Could you reproduce the entire atmospheric radiation comment excerpt below, word for word?

• [Text excerpt]
# # # #

If you are seriously interested in this field, I strongly recommend Grant Petty’s textbook, “A First-Course in Atmospheric Radiation”. It is written for meteorology students and says ABSOLUTELY NOTHING about global warming. The paperback is now $48 new and $32 used. Climate change has been my hobby for about a decade now, and this is by far the most useful book I own. You could read scienceofdoom.com from beginning to end, but most people think the host is a supporter of the consensus. (He is merely a supporter of consensus physics and you deduced ECS from that.) It took me about a year after Steve McIntyre recommended SOD for me to finally recognize that the host was merely trying to accurately present the physics of climate.
https://www.amazon.com/First-Course-Atmospheric-Radiation-2nd/dp/0972903313/ref=sr_1_1?ie=UTF8&qid=1522952766&sr=8-1&keywords=a+first+course+in+atmospheric+radiation

Reply to  Phil.
April 5, 2018 12:58 pm

Frank:
You seem to have looked into a subject about which I’m almost totally ignorant, so maybe you can answer two questions:
1) Is there a reliable expression for forcing as a function of CO2 concentration that is good down to zero? (I know you want to say buy the book, but unless I weaken I’m going to resist that temptation.)
2) For concentrations within an order of magnitude or so of our current CO2 concentration, the value of forcing for a given CO2 concentration-change ratio doesn’t seem too controversial (right?). But it seems to me that obtaining that value would have involved performing quite a complicated calculation over disparate conditions at different latitudes. Do you know whether there have been many independent determinations of that value? Or has there been just one that everyone uses because he doesn’t want to expend the required independent effort?

# # # #

• [Data records]
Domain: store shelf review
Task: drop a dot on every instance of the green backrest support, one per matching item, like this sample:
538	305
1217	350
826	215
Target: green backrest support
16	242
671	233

# # # #

• [Task result]
If you are seriously interested in this field, I strongly recommend Grant Petty’s textbook, “A First-Course in Atmospheric Radiation”. It is written for meteorology students and says ABSOLUTELY NOTHING about global warming. The paperback is now $48 new and $32 used. Climate change has been my hobby for about a decade now, and this is by far the most useful book I own. You could read scienceofdoom.com from beginning to end, but most people think the host is a supporter of the consensus. (He is merely a supporter of consensus physics and you deduced ECS from that.) It took me about a year after Steve McIntyre recommended SOD for me to finally recognize that the host was merely trying to accurately present the physics of climate.
https://www.amazon.com/First-Course-Atmospheric-Radiation-2nd/dp/0972903313/ref=sr_1_1?ie=UTF8&qid=1522952766&sr=8-1&keywords=a+first+course+in+atmospheric+radiation

Reply to  Phil.
April 5, 2018 12:58 pm

Frank:
You seem to have looked into a subject about which I’m almost totally ignorant, so maybe you can answer two questions:
1) Is there a reliable expression for forcing as a function of CO2 concentration that is good down to zero? (I know you want to say buy the book, but unless I weaken I’m going to resist that temptation.)
2) For concentrations within an order of magnitude or so of our current CO2 concentration, the value of forcing for a given CO2 concentration-change ratio doesn’t seem too controversial (right?). But it seems to me that obtaining that value would have involved performing quite a complicated calculation over disparate conditions at different latitudes. Do you know whether there have been many independent determinations of that value? Or has there been just one that everyone uses because he doesn’t want to expend the required independent effort?